- **Directions for this task**:
Return the lines from the one containing "Find the green leaf; segment each instance." through the last line of the entries, inclusive, copied without any change.
Begin
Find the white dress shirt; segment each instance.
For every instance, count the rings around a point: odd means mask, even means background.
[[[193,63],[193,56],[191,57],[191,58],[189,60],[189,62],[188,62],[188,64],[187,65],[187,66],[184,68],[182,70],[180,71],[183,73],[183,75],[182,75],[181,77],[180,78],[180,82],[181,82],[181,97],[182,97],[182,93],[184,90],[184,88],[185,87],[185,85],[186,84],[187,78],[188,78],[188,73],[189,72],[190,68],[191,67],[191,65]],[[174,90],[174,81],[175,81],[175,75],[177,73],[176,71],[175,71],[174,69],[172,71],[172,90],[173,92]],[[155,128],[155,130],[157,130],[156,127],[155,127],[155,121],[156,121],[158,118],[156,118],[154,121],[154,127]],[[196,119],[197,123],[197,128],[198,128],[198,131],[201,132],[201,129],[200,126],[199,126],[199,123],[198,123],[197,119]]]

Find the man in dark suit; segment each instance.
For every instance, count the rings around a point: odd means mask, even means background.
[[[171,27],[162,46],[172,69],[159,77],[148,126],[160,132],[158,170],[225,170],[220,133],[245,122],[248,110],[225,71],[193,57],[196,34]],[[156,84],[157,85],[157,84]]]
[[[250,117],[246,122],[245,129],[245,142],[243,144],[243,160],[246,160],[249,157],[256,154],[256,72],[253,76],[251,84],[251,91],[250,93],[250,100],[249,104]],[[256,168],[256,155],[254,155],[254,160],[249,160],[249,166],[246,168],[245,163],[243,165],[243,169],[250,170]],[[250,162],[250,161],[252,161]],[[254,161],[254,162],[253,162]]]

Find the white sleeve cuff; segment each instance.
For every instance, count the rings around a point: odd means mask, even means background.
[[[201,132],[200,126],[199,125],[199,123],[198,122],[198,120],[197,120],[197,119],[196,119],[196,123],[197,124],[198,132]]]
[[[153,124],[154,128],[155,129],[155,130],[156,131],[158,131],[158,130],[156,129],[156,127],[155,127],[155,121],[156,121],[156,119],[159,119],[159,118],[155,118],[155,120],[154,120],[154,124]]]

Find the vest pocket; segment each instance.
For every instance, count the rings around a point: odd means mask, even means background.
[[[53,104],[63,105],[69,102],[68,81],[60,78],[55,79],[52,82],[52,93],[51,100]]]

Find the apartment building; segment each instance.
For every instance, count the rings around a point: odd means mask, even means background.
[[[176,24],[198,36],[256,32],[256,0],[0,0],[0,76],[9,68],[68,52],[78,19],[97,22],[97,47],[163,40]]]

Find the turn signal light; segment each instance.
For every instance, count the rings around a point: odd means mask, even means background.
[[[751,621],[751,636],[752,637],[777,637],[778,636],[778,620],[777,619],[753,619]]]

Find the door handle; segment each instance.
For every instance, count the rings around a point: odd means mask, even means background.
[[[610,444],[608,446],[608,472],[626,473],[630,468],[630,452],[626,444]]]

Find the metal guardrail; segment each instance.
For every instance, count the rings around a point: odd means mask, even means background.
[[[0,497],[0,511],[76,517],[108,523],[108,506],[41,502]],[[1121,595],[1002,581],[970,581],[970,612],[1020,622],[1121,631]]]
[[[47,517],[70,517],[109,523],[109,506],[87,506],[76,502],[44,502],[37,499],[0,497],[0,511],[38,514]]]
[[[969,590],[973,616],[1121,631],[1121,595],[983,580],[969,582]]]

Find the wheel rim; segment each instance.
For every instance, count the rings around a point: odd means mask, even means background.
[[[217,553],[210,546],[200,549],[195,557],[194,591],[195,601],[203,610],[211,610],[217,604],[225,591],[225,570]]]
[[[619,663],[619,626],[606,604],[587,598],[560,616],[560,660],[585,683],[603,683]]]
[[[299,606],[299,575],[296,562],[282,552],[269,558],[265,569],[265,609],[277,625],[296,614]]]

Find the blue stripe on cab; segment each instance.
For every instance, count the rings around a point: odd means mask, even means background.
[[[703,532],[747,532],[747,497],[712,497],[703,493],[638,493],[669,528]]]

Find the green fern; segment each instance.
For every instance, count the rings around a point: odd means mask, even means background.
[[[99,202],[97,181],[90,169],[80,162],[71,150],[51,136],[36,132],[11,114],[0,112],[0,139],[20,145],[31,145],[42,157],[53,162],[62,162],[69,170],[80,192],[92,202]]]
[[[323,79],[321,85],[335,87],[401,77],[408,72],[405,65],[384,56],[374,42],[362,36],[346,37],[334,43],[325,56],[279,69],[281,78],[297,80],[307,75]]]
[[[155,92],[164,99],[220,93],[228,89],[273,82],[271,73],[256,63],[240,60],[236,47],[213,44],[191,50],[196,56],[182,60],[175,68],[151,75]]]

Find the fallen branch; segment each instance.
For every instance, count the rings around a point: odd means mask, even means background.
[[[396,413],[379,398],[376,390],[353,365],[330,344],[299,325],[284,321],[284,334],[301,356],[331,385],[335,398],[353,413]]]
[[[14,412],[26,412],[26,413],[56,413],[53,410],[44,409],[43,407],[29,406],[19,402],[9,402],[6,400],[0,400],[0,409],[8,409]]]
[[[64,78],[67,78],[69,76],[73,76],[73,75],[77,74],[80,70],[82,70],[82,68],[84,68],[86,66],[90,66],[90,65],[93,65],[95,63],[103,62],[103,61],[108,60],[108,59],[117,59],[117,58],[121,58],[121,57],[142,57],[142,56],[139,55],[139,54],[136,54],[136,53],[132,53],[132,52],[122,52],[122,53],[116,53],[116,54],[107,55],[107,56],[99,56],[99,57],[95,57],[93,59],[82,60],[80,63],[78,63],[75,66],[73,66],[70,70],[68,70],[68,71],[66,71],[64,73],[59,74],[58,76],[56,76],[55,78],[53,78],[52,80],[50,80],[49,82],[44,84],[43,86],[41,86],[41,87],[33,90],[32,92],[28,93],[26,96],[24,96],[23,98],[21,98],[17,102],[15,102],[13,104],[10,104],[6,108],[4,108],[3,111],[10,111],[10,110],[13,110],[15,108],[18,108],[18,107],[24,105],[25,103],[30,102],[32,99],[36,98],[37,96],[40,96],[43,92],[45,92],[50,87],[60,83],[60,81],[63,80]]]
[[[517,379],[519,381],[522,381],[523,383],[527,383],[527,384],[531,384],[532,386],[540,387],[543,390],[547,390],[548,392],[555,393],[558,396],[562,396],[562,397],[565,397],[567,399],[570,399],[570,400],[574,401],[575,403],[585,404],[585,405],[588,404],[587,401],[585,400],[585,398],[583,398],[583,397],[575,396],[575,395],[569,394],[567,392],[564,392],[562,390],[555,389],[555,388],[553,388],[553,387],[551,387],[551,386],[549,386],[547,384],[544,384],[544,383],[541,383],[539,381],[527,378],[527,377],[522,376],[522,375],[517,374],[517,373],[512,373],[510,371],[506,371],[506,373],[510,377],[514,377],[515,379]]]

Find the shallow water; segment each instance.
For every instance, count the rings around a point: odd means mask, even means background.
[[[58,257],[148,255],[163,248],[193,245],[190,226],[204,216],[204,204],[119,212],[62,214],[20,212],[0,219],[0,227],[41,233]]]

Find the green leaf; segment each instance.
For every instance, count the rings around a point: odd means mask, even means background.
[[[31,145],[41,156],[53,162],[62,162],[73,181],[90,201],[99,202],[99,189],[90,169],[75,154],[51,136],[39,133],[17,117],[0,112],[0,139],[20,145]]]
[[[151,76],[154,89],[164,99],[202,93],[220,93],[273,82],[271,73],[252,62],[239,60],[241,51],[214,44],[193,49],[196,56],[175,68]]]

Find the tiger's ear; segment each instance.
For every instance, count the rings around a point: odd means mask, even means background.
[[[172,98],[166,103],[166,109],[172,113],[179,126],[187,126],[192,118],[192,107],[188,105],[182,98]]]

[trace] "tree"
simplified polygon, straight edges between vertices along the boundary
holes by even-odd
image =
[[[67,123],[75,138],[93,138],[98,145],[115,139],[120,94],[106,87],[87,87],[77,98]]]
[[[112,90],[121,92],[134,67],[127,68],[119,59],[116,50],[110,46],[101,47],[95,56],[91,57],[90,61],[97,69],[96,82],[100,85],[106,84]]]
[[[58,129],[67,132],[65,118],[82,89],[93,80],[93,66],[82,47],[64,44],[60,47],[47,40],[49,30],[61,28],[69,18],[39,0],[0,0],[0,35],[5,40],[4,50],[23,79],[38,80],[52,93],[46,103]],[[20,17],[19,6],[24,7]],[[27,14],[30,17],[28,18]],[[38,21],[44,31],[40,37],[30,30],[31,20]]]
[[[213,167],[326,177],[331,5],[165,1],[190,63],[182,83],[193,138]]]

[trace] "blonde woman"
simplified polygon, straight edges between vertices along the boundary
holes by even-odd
End
- **Finished answer**:
Find the green leaf; segment each instance.
For every instance, count the rings around a point: odd means mask, even means background.
[[[31,145],[41,156],[53,162],[62,162],[73,181],[90,201],[99,202],[99,189],[90,169],[75,154],[51,136],[39,133],[17,117],[0,112],[0,139],[20,145]]]
[[[151,76],[154,89],[164,99],[202,93],[220,93],[273,82],[271,73],[252,62],[239,60],[241,51],[214,44],[193,49],[196,56],[175,68]]]

Find the tiger's ear; segment each instance.
For every instance, count the rings around a point: odd means mask, even means background.
[[[172,98],[166,103],[166,109],[172,113],[179,126],[187,126],[192,118],[192,107],[188,105],[182,98]]]

[trace] "tree"
simplified polygon, straight edges between vertices along the boundary
holes by even-odd
image =
[[[67,123],[75,138],[93,138],[98,145],[115,139],[120,94],[106,87],[87,87],[77,98]]]
[[[112,90],[121,92],[134,67],[127,68],[119,59],[116,50],[110,46],[101,47],[95,56],[91,57],[90,61],[97,69],[96,82],[100,85],[106,84]]]
[[[58,129],[67,132],[65,118],[82,89],[93,80],[93,66],[82,47],[64,44],[60,47],[47,40],[49,30],[61,28],[69,18],[39,0],[0,0],[0,35],[5,40],[4,50],[23,79],[38,80],[52,93],[46,103]],[[20,17],[19,6],[24,7]],[[27,14],[30,17],[28,18]],[[38,21],[44,31],[40,37],[30,30],[31,20]]]
[[[213,167],[326,177],[331,5],[165,1],[190,63],[182,83],[193,138]]]

[trace] "blonde woman"
simplified polygon, straight edges between vertices along the boundary
holes by even-odd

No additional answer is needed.